Я сидел на паре по алгебре, когда за окном показался самолет. Самолет пролетел вдоль дороги на очень маленькой высоте и исчез из видимости. Я не обратил никакого внимания, хотя аэропорт и находится от нас на очень большом расстоянии (наверное, пара сотен километров), и снова уткнулся в свои записи. Аудитория была огромной, как церковный зал, помещалось туда, наверное, более тысячи человек. И наша алгебра с Черданцевым проходила на нескольких партах примерно посредине всего этого зала. Кругом сидели разные посторонние люди (ведь было просто очень много места) и занимались все своими делами, как в читальном зале. На каких-то партах, возможно, тоже шла какая-то пара. Кто читал книгу, кто болтал, кто просто ничего не делал. И, когда я поднял руку, спросить что-то у Черданцева, самолет показался вновь и на этот раз он летел прямо на наш корпус. Точнее, то где мы сидели было не совсем корпусом. У зданий иногда бывают отходящие от стены будочки -- сторожки или подсобки, -- только то, где были мы оказывалось очень огромным... Самолет пролетел мимо окон и снова исчез, но по звуку было понятно, что он пролетает в нескольких метрах от стены. Долетев до конца стены, он, как я понял, сделал крутой вираж и его крыло, как нож в масло, врезалось в нашу стену. Я понял: здание сейчас рухнет. Самолет летел параллельно плоскости стены и оставлял на ней крылом траншею, точнее сквозную щель. Я понял, что надо скорее бежать, так как потолок, отрезанный от стен, скоро упадет. И я вжался в угол аудитории.

## КОРОТКАЯ ЗАДАЧА A
Как перевести на английский язык предложение из отрывка о самолете: «Самолет пролетел вдоль дороги на очень маленькой высоте и исчез из видимости.»?
## КОРОТКАЯ ЗАДАЧА B
Ответьте по отрывку о самолете:
(i) На каком расстоянии, по предположению рассказчика, находится аэропорт?
(ii) С кем проходила пара по алгебре?
(iii) Куда в конце вжался рассказчик?

## ИЗВЛЕЧЁННЫЕ ДАННЫЕ
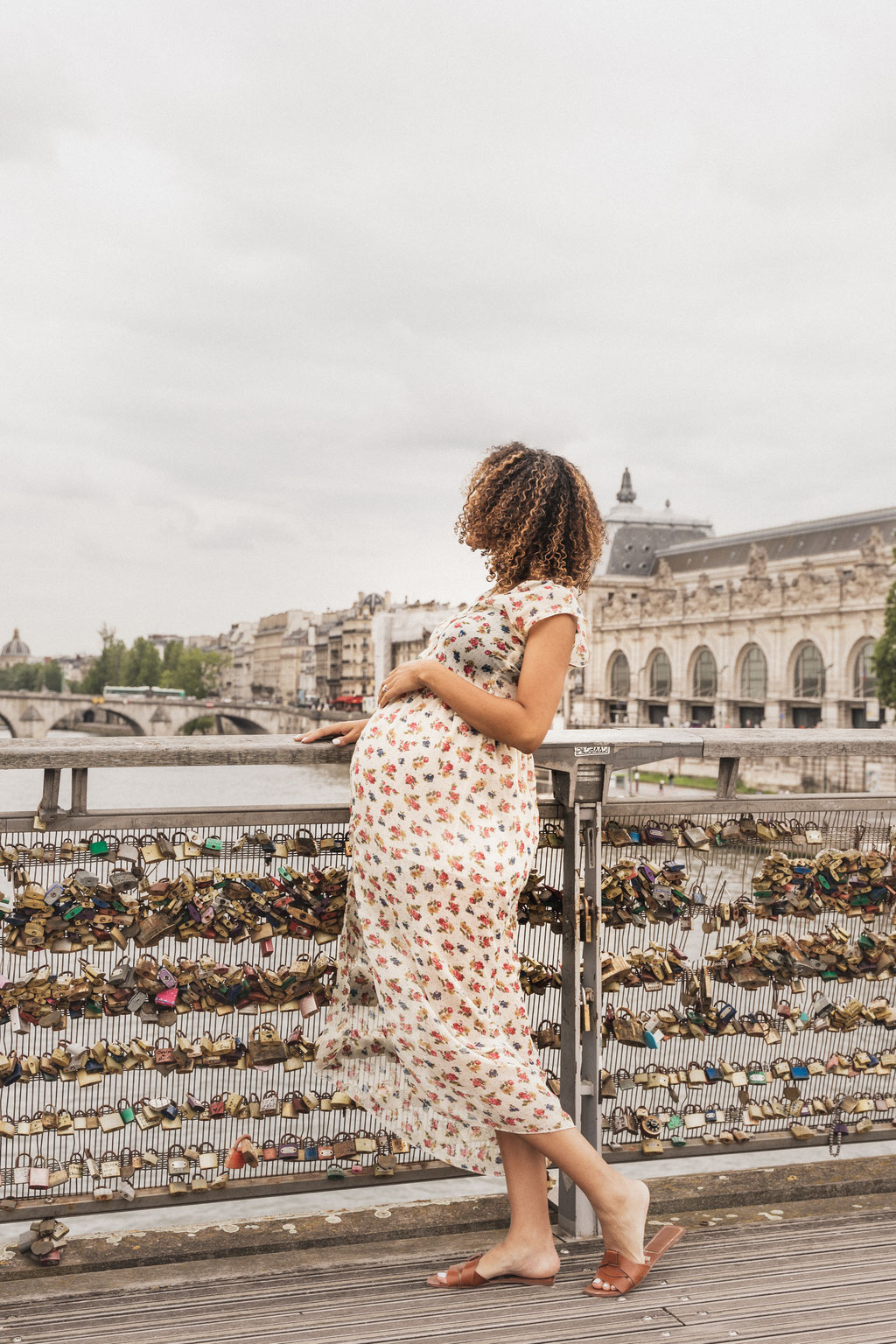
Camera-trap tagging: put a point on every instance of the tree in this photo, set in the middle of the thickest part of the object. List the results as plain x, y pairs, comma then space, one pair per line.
141, 664
52, 675
192, 671
884, 654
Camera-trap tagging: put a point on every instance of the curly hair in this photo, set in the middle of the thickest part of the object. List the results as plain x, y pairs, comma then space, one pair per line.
534, 516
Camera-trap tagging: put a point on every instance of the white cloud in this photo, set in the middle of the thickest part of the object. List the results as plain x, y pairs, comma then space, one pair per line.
274, 276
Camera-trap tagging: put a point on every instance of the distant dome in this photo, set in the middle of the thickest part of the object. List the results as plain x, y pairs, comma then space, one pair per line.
17, 648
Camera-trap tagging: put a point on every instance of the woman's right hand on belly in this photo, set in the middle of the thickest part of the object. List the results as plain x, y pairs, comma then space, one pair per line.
341, 734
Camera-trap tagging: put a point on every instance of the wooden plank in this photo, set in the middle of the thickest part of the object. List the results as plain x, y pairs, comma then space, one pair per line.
765, 1323
557, 750
486, 1318
786, 1294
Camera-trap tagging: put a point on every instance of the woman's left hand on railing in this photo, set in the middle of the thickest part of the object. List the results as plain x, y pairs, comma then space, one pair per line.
341, 734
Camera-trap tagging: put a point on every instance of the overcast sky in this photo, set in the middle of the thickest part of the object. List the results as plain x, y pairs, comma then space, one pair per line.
273, 276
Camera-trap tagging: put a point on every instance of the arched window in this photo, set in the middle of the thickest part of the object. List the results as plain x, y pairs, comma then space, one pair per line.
808, 674
754, 675
704, 675
864, 679
620, 676
660, 676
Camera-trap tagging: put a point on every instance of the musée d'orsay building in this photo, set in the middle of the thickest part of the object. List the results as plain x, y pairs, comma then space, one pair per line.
771, 628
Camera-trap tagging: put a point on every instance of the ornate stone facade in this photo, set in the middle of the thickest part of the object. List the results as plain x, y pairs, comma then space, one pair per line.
770, 628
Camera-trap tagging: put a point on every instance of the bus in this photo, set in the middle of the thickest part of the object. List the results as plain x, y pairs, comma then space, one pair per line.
136, 692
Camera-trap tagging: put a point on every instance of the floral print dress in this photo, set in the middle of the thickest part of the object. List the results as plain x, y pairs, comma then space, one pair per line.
429, 1027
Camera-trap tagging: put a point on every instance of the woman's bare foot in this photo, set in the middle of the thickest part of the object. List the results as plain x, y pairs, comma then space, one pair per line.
514, 1258
624, 1216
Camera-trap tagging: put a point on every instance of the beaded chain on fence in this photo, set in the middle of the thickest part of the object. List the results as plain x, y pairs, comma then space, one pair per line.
747, 964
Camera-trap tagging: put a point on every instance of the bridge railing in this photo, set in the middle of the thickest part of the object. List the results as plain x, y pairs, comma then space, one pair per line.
650, 948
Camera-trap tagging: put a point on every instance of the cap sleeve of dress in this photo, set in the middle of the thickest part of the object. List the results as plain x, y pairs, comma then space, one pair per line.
529, 604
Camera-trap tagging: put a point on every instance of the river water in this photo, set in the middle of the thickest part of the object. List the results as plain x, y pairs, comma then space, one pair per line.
186, 787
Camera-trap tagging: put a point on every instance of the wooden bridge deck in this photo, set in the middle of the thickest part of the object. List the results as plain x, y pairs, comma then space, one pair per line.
808, 1280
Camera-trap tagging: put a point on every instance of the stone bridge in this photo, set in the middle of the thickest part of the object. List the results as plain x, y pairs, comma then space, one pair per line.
32, 714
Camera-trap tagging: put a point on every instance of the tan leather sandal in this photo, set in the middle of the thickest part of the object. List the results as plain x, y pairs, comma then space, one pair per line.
618, 1274
465, 1276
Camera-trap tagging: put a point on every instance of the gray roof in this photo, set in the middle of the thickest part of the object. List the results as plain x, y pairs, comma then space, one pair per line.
825, 536
634, 546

## ПРАВИЛЬНЫЙ ОТВЕТ A
The plane flew along the road at a very low altitude and disappeared from view.

## ПРАВИЛЬНЫЙ ОТВЕТ B
(i) Наверное, в паре сотен километров.
(ii) С Черданцевым.
(iii) В угол аудитории.